### Required action 1
In the Bitcoin market outlook below, write out everything from "If, however, we" down to "new all-time highs.", changing "shorts" to "short positions".
### Required action 2
Turn the paragraph of the market outlook below that begins "If, however, we sweep the top of the range" into a short bulleted list that keeps its main facts.

Document extract: Begin

You are currently viewing Market Outlook #135

Market Outlook #135

Market Outlook #135 (26th July 2021)

Hello, and welcome to the 135th instalment of my Market Outlook.

In this week’s post, I will be covering Bitcoin, Ethereum, Cardano, Litecoin, Chainlink, Solana, Monero, THORChain and Fantom.

As ever, if you have any requests for next week, please do drop me an email or leave a comment.

Bitcoin:

Weekly:

BTCUSDWeekly

Daily:

BTCUSDDaily

Price: $38,231

Market Cap: $717.490bn

Thoughts: If we begin by looking at the weekly chart for BTC/USD, we can see that last week closed with a bullish engulfing on higher volume than the preceding two weeks (albeit still relatively low), with price having found support above the $28.7k lows. If you recall from last week, I wanted to see a wick below to take out the clean double bottom in that $28.7k area, with the first swing-low there having formed in the Q1 2021 range and the second swing-low forming in June. Had we seen a sweep towards $28k, thus cleaning out all the stops that would be sitting below that double bottom, I would be feeling a lot more bullish than I currently am for the mid-term. Now, that is not to say that the reaction since (particularly that of today’s price-action) is not now pointing to a deeper squeeze, which we have all been expecting as a potential complacency shoulder since May. In fact, looking at price now, if we are able to hold above $37.3k and derivatives funding stays neutral to negative, I would expect to see those $41-42k highs finally taken out at the top of the range, with the potential for a liquidation cascade of shorts into that April low at $46.9k. The trigger for that squeeze higher into the mid-$40k region will be if we start to see price acceptance above the top of the range at $42k on the daily timeframe, in my opinion.

If, however, we sweep the top of the range this week and then begin to break down and print a swing-failure, I’d be looking for shorts all the way back to $28.7k. If, instead, we get a daily close above $42k, I’ll be looking for intraweek longs up towards $46.9k. Now, looking further ahead, should price enter that $47k area, it will no doubt have to break above trendline resistance from the all-time high and possibly even close the weekly back above range highs at $42k (a breakout above which led to bullish continuation back in February). Thus, weekly market structure would turn bullish as price has closed at a higher-high. In that scenario, it becomes much more plausible that we are on track for bullish continuation, but my primary issue with this is the fact that $28.7k was not swept – there are rarely ever free rides and certainly not prior to a charge to new all-time highs.

Document extract: End
Material provided: Begin

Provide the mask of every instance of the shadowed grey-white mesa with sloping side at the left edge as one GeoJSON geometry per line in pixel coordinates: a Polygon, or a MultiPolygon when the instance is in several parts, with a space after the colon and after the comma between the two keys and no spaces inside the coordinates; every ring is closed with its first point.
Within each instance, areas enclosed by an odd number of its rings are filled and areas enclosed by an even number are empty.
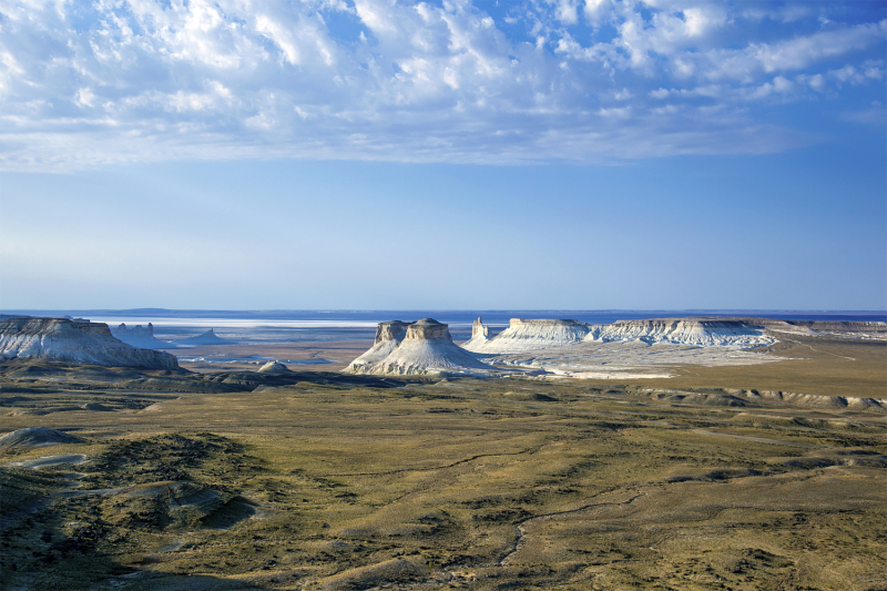
{"type": "Polygon", "coordinates": [[[82,318],[0,320],[0,359],[12,358],[145,369],[179,367],[173,355],[126,345],[111,335],[106,324],[82,318]]]}

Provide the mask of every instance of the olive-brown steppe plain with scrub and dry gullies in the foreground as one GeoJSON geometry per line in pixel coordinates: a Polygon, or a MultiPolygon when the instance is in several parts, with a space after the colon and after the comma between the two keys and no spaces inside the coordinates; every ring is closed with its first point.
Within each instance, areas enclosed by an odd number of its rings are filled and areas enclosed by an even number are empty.
{"type": "Polygon", "coordinates": [[[622,380],[6,361],[0,431],[82,442],[0,450],[3,589],[887,589],[887,414],[840,398],[887,398],[887,343],[767,353],[622,380]]]}

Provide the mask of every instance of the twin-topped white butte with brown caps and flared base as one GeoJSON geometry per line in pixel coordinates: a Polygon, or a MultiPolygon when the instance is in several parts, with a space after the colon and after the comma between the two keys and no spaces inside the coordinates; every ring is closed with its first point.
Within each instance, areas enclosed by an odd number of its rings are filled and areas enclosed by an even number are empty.
{"type": "Polygon", "coordinates": [[[349,365],[345,371],[370,375],[485,375],[496,370],[452,343],[446,324],[431,318],[406,325],[406,334],[398,342],[404,323],[381,323],[377,343],[370,350],[349,365]],[[387,326],[386,326],[387,325],[387,326]],[[379,342],[379,336],[391,338],[379,342]],[[379,347],[384,345],[384,347],[379,347]],[[385,357],[379,358],[385,349],[385,357]],[[360,361],[359,364],[357,361],[360,361]]]}

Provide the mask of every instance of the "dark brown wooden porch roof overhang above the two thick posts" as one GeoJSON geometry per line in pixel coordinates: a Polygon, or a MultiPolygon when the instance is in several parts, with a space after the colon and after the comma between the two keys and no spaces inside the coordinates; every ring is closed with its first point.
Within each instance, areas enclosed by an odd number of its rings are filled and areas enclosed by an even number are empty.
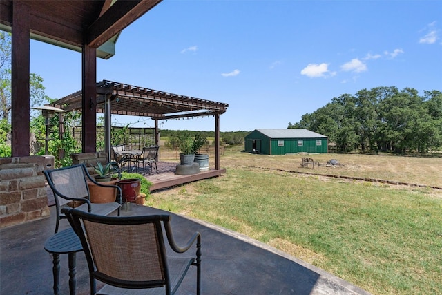
{"type": "MultiPolygon", "coordinates": [[[[23,0],[30,7],[30,37],[97,57],[115,55],[119,33],[162,0],[23,0]]],[[[0,29],[11,32],[14,1],[0,1],[0,29]]]]}

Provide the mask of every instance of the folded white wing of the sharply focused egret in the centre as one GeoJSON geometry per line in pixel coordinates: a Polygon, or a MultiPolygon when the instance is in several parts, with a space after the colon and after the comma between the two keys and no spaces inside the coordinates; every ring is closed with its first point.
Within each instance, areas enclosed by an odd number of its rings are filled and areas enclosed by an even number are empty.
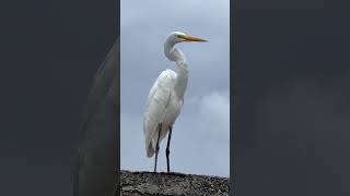
{"type": "Polygon", "coordinates": [[[143,132],[145,136],[147,156],[152,157],[154,147],[151,145],[152,138],[158,130],[164,109],[167,106],[171,88],[174,86],[176,73],[172,70],[165,70],[153,84],[145,102],[143,115],[143,132]]]}

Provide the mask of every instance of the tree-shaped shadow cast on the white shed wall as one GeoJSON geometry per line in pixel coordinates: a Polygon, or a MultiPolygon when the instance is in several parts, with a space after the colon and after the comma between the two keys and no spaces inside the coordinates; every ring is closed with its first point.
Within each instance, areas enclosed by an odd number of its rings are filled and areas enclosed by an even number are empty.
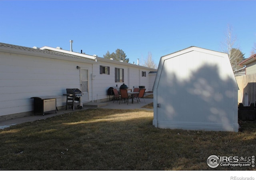
{"type": "Polygon", "coordinates": [[[158,87],[157,91],[157,101],[162,104],[158,108],[157,119],[161,121],[158,123],[171,122],[177,128],[185,126],[185,129],[233,131],[234,122],[238,122],[234,79],[222,79],[218,66],[209,64],[190,73],[184,80],[174,73],[168,76],[166,82],[163,79],[159,82],[159,87],[166,83],[167,88],[158,87]]]}

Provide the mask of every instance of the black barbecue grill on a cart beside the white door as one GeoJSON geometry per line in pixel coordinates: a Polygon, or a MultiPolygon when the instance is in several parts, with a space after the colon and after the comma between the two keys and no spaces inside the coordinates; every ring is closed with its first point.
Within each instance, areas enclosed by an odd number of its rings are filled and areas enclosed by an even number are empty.
{"type": "Polygon", "coordinates": [[[82,109],[82,91],[80,91],[78,88],[66,89],[66,91],[67,94],[63,94],[63,96],[67,96],[66,110],[68,109],[68,106],[71,106],[73,110],[75,109],[75,106],[77,106],[78,109],[82,109]]]}

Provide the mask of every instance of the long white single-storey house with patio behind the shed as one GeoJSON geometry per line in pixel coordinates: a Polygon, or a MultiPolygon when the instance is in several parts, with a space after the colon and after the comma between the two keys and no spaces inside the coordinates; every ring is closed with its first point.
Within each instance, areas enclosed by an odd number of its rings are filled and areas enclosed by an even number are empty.
{"type": "Polygon", "coordinates": [[[148,73],[156,69],[70,52],[61,48],[27,48],[0,43],[0,120],[33,114],[33,99],[60,96],[57,107],[66,105],[66,88],[84,92],[83,102],[109,100],[109,87],[151,86],[148,73]],[[106,72],[102,72],[106,67],[106,72]],[[124,70],[116,82],[115,69],[124,70]],[[109,72],[108,72],[109,71],[109,72]],[[142,71],[146,77],[142,77],[142,71]]]}

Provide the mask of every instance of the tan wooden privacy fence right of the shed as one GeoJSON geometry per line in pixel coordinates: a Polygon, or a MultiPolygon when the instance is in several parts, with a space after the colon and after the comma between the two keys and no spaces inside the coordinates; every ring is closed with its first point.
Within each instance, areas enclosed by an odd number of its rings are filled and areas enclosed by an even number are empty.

Material provided: End

### Solution 1
If, however, we sweep the top of the range this week and then begin to break down and print a swing-failure, I’d be looking for short positions all the way back to $28.7k. If, instead, we get a daily close above $42k, I’ll be looking for intraweek longs up towards $46.9k. Now, looking further ahead, should price enter that $47k area, it will no doubt have to break above trendline resistance from the all-time high and possibly even close the weekly back above range highs at $42k (a breakout above which led to bullish continuation back in February). Thus, weekly market structure would turn bullish as price has closed at a higher-high. In that scenario, it becomes much more plausible that we are on track for bullish continuation, but my primary issue with this is the fact that $28.7k was not swept – there are rarely ever free rides and certainly not prior to a charge to new all-time highs.

### Solution 2
- If price sweeps the top of the range this week, then breaks down and prints a swing-failure, look for shorts back to $28.7k.
- If there is a daily close above $42k, look for intraweek longs up toward $46.9k.
- If price reaches the $47k area, it will have to break above trendline resistance from the all-time high. It may also have to close the weekly back above the range highs at $42k. A breakout above that level led to bullish continuation in February.
- That would turn weekly market structure bullish with a close at a higher-high, making bullish continuation much more plausible.
- The main concern is that $28.7k was not swept. There are rarely free rides, especially before a charge to new all-time highs.